How to complete this task -> According to the text on the MIND diet, which two diets is the MIND diet a hybrid of?

Provided passage ->

╭──

MIND diet may help maintain cognitive function, a new study suggests. Previous researches have shown that a diet called the MIND diet can be beneficial for older adults.
The MIND diet is a hybrid of the Mediterranean and DASH (Dietary Approaches to Stop Hypertension) diets. It is developed by Martha Clare Morris, ScD, who was a Rush nutritional epidemiologist, and her colleagues.
Previous researches have also shown that the MIND diet may reduce a person's risk of developing Alzheimer's disease dementia.
Now a study suggests that the MIND diet was associated with better cognitive function. The study participants who used the MIND diet moderately later in life did not have cognition problems.
The study findings were published on Sept. 14 in the Journal of Alzheimer's Disease.
In this research, the investigators examined the associations of diet and cognitive functioning in older adults who participated. The researchers tracked 569 participants and asked them to complete annual evaluations and cognitive tests. The researchers wanted to analyze if they had developed memory and thinking problems.
The study found that the MIND diet is associated with better cognitive functions.
"We found that a higher MIND diet score was associated with better memory and thinking skills independently of Alzheimer's disease pathology and other common age-related brain pathologies. The diet seemed to have a protective capacity and may contribute to cognitive resilience in the elderly." Klodian Dhana, MD, PhD, lead author of the paper, said.

╰──

(Saved data entries)
╭──

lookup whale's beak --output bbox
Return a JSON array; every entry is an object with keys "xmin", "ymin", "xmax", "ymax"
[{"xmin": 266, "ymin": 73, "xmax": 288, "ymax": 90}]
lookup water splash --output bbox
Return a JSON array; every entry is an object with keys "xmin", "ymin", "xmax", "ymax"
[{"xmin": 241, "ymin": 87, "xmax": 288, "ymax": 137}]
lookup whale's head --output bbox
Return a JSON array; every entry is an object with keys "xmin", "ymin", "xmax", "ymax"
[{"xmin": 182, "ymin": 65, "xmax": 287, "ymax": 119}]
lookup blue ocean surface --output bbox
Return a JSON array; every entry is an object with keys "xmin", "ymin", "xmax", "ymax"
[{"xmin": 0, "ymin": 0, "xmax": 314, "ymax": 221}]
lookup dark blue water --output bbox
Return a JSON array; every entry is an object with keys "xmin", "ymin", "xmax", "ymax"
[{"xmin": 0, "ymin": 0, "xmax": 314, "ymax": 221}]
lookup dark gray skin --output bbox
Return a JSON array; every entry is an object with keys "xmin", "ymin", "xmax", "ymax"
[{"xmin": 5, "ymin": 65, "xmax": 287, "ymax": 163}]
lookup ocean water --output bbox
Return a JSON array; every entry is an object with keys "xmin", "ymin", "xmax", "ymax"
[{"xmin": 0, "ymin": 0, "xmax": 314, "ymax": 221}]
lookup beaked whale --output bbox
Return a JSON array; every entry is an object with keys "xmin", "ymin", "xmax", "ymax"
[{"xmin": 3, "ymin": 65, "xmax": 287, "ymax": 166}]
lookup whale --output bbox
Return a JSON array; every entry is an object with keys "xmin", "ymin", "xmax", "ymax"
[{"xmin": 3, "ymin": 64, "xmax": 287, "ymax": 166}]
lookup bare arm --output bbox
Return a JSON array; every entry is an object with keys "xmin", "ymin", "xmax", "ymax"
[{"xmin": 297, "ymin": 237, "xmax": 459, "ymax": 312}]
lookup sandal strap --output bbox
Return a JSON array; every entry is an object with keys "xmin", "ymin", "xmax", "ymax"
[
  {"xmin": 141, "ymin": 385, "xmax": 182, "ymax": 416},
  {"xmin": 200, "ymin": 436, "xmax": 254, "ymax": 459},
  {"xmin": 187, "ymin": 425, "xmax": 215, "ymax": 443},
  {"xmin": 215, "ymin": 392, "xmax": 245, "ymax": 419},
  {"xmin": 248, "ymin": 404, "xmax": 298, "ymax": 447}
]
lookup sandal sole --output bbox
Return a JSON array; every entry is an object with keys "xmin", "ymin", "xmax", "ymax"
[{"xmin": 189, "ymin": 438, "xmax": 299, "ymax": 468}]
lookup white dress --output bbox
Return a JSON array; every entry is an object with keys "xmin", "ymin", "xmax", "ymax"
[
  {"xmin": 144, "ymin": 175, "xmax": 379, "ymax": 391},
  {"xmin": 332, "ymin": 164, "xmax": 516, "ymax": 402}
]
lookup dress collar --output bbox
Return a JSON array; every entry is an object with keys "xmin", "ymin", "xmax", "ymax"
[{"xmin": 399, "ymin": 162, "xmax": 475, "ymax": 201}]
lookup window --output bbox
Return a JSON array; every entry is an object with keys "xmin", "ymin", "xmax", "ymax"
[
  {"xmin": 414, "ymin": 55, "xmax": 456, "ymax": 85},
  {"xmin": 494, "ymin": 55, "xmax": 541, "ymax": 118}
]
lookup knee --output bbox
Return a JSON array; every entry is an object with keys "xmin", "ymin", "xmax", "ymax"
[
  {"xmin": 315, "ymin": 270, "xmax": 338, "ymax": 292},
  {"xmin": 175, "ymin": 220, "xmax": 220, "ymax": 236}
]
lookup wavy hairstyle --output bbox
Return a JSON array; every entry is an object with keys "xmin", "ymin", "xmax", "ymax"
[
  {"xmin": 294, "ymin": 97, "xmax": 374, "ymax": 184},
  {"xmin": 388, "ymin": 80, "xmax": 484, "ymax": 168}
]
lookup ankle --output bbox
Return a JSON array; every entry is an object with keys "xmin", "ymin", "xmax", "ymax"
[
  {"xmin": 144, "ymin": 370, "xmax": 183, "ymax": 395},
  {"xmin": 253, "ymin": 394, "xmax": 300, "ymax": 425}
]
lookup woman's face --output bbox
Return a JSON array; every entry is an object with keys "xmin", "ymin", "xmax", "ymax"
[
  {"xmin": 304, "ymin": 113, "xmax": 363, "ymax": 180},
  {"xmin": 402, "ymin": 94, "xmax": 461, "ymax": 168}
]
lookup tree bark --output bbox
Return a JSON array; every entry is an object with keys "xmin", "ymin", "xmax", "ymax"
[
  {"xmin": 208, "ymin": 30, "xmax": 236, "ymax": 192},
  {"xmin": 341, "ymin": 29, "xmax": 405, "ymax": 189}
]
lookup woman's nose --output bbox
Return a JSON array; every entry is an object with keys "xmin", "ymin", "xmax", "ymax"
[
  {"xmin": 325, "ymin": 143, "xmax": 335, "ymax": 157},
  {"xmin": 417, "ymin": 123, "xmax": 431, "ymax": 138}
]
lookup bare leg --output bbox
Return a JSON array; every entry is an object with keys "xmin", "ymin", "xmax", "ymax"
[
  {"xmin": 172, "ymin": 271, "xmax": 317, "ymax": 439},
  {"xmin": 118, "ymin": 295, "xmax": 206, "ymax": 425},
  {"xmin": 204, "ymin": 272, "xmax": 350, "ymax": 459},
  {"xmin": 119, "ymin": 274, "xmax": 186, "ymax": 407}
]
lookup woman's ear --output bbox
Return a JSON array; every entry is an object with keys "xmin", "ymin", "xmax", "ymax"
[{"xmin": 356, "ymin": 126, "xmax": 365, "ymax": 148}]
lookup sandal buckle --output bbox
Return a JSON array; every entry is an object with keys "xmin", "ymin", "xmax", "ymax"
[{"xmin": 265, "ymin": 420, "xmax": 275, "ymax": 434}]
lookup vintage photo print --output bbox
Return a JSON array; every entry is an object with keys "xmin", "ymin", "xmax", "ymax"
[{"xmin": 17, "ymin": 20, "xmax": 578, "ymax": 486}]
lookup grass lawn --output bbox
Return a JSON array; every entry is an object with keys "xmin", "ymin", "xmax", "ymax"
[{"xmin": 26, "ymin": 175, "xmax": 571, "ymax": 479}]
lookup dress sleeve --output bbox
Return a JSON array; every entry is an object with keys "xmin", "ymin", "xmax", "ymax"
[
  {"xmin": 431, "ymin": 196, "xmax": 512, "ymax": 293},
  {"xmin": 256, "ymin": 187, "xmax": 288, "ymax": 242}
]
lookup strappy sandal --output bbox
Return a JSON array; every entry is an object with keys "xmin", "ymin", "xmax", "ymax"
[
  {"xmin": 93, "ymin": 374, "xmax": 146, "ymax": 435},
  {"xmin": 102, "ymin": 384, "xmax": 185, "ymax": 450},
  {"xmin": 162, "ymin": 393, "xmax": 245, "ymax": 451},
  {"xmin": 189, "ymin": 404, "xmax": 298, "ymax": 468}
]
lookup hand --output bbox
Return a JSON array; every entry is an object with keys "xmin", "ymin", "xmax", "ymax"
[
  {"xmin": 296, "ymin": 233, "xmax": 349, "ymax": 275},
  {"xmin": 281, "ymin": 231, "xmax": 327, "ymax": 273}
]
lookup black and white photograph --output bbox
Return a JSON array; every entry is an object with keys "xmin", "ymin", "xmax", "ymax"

╰──

Task result -> The Mediterranean and DASH (Dietary Approaches to Stop Hypertension) diets.